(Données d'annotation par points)
-*-
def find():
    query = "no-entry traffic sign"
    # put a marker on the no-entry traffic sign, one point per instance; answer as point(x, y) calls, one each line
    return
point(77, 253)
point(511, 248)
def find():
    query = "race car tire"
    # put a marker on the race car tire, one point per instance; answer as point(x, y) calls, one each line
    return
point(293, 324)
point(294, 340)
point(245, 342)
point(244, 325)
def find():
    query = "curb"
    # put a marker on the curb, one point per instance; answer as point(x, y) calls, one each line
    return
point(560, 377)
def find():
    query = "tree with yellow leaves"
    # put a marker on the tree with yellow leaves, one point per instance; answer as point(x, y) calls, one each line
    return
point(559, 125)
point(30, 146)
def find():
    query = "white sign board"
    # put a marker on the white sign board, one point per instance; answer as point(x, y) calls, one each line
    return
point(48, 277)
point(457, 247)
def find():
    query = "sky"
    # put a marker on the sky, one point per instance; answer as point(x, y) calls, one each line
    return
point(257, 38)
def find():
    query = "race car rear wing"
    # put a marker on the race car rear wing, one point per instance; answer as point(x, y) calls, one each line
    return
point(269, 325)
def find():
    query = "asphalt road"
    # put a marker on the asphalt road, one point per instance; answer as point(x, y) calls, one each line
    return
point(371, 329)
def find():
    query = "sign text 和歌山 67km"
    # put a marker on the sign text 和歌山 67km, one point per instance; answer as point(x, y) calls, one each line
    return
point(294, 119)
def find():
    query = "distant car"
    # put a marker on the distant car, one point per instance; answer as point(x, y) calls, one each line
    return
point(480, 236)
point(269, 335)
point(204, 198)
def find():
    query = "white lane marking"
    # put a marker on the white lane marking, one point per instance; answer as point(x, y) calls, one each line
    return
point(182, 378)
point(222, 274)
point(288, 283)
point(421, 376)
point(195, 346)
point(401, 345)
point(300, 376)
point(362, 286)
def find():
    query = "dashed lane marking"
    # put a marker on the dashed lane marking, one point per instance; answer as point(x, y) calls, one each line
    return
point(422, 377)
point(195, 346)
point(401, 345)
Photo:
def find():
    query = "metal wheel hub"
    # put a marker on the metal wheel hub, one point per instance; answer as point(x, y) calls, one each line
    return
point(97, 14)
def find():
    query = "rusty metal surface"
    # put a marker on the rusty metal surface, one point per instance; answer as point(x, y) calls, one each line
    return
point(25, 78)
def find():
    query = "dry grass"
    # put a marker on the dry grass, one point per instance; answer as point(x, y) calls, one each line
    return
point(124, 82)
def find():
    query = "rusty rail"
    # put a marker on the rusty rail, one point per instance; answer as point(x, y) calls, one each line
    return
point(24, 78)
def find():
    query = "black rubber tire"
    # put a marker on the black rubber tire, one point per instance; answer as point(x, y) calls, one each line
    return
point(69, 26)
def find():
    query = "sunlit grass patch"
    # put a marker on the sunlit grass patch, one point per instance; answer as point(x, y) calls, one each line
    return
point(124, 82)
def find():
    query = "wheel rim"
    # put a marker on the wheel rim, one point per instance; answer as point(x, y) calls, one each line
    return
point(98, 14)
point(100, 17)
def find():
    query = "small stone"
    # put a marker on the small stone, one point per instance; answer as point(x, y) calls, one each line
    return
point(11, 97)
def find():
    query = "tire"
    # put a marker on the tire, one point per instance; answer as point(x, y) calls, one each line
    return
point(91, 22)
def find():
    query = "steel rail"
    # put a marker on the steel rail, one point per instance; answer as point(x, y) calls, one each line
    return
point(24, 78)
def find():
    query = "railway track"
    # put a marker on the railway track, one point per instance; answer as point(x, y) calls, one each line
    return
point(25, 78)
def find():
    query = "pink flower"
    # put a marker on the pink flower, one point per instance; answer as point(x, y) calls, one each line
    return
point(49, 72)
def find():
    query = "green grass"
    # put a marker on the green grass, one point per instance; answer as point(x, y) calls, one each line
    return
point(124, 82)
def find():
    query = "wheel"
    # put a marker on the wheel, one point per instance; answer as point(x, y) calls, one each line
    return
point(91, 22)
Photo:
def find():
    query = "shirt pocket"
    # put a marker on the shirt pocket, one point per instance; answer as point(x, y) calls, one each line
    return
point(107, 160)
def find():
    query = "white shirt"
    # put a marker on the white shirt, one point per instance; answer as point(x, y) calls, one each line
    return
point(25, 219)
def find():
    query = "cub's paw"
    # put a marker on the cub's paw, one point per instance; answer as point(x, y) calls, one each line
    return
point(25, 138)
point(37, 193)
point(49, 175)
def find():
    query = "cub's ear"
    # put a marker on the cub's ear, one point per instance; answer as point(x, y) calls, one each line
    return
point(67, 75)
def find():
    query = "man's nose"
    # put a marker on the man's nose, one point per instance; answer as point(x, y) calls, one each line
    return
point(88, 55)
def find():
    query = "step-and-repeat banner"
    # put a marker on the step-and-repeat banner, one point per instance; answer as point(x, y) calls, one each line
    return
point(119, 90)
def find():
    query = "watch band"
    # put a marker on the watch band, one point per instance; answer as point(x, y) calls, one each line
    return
-*-
• [Travail à réaliser]
Restituez à l'identique l'ensemble des lignes du listing ci-dessus, du début à la fin.

• [Résultat de l'exercice]
def find():
    query = "no-entry traffic sign"
    # put a marker on the no-entry traffic sign, one point per instance; answer as point(x, y) calls, one each line
    return
point(77, 253)
point(511, 248)
def find():
    query = "race car tire"
    # put a marker on the race car tire, one point per instance; answer as point(x, y) calls, one each line
    return
point(293, 324)
point(294, 340)
point(245, 342)
point(244, 325)
def find():
    query = "curb"
    # put a marker on the curb, one point per instance; answer as point(x, y) calls, one each line
    return
point(560, 377)
def find():
    query = "tree with yellow leaves"
    # put a marker on the tree with yellow leaves, one point per instance; answer as point(x, y) calls, one each line
    return
point(559, 125)
point(30, 146)
def find():
    query = "white sign board"
    # put a marker on the white sign board, one point per instance; answer as point(x, y) calls, one each line
    return
point(48, 277)
point(457, 247)
def find():
    query = "sky"
    # put a marker on the sky, one point per instance; answer as point(x, y) calls, one each line
    return
point(257, 38)
def find():
    query = "race car rear wing"
    # put a marker on the race car rear wing, one point per instance; answer as point(x, y) calls, one each line
    return
point(269, 325)
def find():
    query = "asphalt road"
    # put a marker on the asphalt road, one point per instance; answer as point(x, y) calls, one each line
    return
point(371, 329)
def find():
    query = "sign text 和歌山 67km"
    # put a marker on the sign text 和歌山 67km, one point per instance; answer as point(x, y) calls, one each line
    return
point(294, 119)
def find():
    query = "distant car"
    # put a marker on the distant car, one point per instance; answer as point(x, y) calls, one each line
    return
point(480, 236)
point(269, 335)
point(204, 198)
def find():
    query = "white lane marking"
    # put a marker on the white lane marking, one point per instance; answer as point(x, y) calls, one each line
    return
point(182, 378)
point(222, 274)
point(288, 283)
point(421, 376)
point(195, 346)
point(401, 345)
point(300, 376)
point(362, 286)
def find():
    query = "dashed lane marking"
    # put a marker on the dashed lane marking, one point per instance; answer as point(x, y) calls, one each line
    return
point(422, 377)
point(195, 346)
point(401, 345)
Photo:
def find():
    query = "metal wheel hub"
    # put a marker on the metal wheel hub, one point per instance; answer as point(x, y) calls, one each line
    return
point(97, 14)
def find():
    query = "rusty metal surface"
    # put a marker on the rusty metal surface, one point per instance; answer as point(x, y) calls, one each line
    return
point(25, 78)
def find():
    query = "dry grass"
    # put a marker on the dry grass, one point per instance; answer as point(x, y) calls, one each line
    return
point(124, 82)
def find():
    query = "rusty rail"
    # put a marker on the rusty rail, one point per instance; answer as point(x, y) calls, one each line
    return
point(24, 78)
def find():
    query = "black rubber tire"
    # put a marker on the black rubber tire, one point per instance; answer as point(x, y) calls, one each line
    return
point(69, 26)
def find():
    query = "sunlit grass patch"
    # put a marker on the sunlit grass patch, one point per instance; answer as point(x, y) calls, one each line
    return
point(124, 82)
def find():
    query = "wheel rim"
    # put a marker on the wheel rim, one point per instance; answer as point(x, y) calls, one each line
    return
point(98, 14)
point(100, 17)
def find():
    query = "small stone"
    # put a marker on the small stone, one point per instance; answer as point(x, y) calls, one each line
    return
point(11, 97)
def find():
    query = "tire"
    # put a marker on the tire, one point per instance; answer as point(x, y) calls, one each line
    return
point(91, 22)
def find():
    query = "steel rail"
    # put a marker on the steel rail, one point per instance; answer as point(x, y) calls, one each line
    return
point(24, 78)
def find():
    query = "railway track"
    # put a marker on the railway track, one point per instance; answer as point(x, y) calls, one each line
    return
point(25, 78)
def find():
    query = "pink flower"
    # put a marker on the pink flower, one point per instance; answer as point(x, y) calls, one each line
    return
point(49, 72)
def find():
    query = "green grass"
    # put a marker on the green grass, one point per instance; answer as point(x, y) calls, one each line
    return
point(124, 82)
def find():
    query = "wheel"
    # put a marker on the wheel, one point per instance; answer as point(x, y) calls, one each line
    return
point(91, 22)
Photo:
def find():
    query = "shirt pocket"
    # put a marker on the shirt pocket, one point per instance; answer as point(x, y) calls, one each line
    return
point(107, 160)
def find():
    query = "white shirt"
    # put a marker on the white shirt, one point per instance; answer as point(x, y) calls, one each line
    return
point(25, 219)
def find():
    query = "cub's paw"
    # put a marker on the cub's paw, one point per instance; answer as point(x, y) calls, one each line
    return
point(25, 138)
point(37, 193)
point(49, 175)
def find():
    query = "cub's ear"
    # put a marker on the cub's ear, one point per instance; answer as point(x, y) calls, one each line
    return
point(67, 75)
def find():
    query = "man's nose"
    # put a marker on the man's nose, one point per instance; answer as point(x, y) calls, one each line
    return
point(88, 55)
def find():
    query = "step-and-repeat banner"
    # put a marker on the step-and-repeat banner, one point per instance; answer as point(x, y) calls, one each line
    return
point(119, 90)
def find():
    query = "watch band"
    # put a marker on the watch band, one point per instance; answer as point(x, y) calls, one each line
    return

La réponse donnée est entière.